═════ Data for this exercise

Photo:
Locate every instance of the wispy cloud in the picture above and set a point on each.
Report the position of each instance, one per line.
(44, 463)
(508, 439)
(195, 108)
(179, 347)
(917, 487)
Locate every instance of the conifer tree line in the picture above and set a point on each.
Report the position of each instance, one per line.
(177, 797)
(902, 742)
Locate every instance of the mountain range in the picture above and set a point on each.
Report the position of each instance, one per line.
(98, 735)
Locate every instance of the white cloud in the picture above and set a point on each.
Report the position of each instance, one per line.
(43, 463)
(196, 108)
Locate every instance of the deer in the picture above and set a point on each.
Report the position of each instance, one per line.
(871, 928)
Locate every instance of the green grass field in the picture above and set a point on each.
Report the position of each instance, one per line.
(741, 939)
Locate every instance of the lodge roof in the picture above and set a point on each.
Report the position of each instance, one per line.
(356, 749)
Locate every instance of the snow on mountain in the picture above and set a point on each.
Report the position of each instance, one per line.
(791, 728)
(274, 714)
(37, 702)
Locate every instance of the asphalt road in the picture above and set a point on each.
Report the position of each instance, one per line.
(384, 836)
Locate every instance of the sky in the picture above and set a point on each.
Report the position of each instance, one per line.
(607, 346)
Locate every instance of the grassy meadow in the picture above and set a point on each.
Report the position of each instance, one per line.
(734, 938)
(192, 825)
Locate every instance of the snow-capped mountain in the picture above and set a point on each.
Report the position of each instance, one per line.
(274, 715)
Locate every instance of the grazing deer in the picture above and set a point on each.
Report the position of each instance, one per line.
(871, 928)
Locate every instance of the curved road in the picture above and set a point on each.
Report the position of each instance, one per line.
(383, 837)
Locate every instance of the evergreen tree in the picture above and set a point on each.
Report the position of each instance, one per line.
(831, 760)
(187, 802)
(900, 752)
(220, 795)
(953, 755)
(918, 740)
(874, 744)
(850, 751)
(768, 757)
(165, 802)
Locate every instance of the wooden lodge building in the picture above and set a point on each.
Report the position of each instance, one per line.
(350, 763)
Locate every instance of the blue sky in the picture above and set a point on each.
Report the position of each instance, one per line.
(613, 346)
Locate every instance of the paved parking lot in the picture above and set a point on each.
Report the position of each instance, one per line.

══════════

Retype all of the listing exactly, leaving out no line.

Photo:
Locate every instance of the wispy cloud in the picture above and set a point on each.
Report the position of each instance, one per line.
(44, 463)
(508, 439)
(195, 108)
(179, 347)
(917, 487)
Locate every instance of the conifer tree line in the picture above and set a point on each.
Report the position of each instance, one per line.
(177, 797)
(902, 742)
Locate every instance of the mountain range in the picture above and set a point on each.
Report the position of each instance, one per line.
(98, 735)
Locate every instance of the white cloud in the picture above and set a point on each.
Report the position of each instance, one per line.
(43, 463)
(196, 108)
Locate every instance of the deer in the picture above and set a point on each.
Report the position of each instance, one per line.
(871, 928)
Locate every instance of the green grass field in the picture above and set a point on each.
Report the position of each instance, one per line.
(741, 939)
Locate every instance of the lodge roof in the picture above and set a point on each.
Report the position of each instance, one per line.
(356, 749)
Locate every instance of the snow on mountain in the picture above and set a point on each.
Report the position of each instance, one per line.
(791, 728)
(274, 714)
(37, 702)
Locate every instance of the asphalt road in the picture above and set a point on each.
Report the position of each instance, one per line.
(384, 836)
Locate every instance of the sky in the picture above and set a point on each.
Report the position of each instance, one per line.
(607, 346)
Locate every instance of the grassy meadow in the picture above and set a point on each.
Report the position of each instance, one per line.
(734, 938)
(192, 825)
Locate every instance of the snow-capped mountain in the picture above and set a point on each.
Report the position of each instance, one per line.
(274, 715)
Locate every instance of the grazing deer in the picture above and set a point on each.
Report the position of each instance, one per line.
(871, 928)
Locate every instance of the curved road in the picture above and set a point on each.
Report the position of each instance, one per line.
(383, 837)
Locate every instance of the evergreen tree in the picture above and set a point on each.
Report the position of each instance, one per line.
(831, 760)
(187, 802)
(900, 752)
(220, 795)
(953, 755)
(918, 740)
(874, 744)
(850, 751)
(768, 757)
(165, 802)
Locate every instance of the wooden lodge building in the picture above and set a point on each.
Report the position of each instance, one per line.
(350, 763)
Locate every instance of the blue sky in the picture above and set a point on each.
Report the position of each instance, one per line.
(613, 346)
Locate every instance of the paved parking lot in the picture above and set a point on each.
Report the position of each instance, one per line.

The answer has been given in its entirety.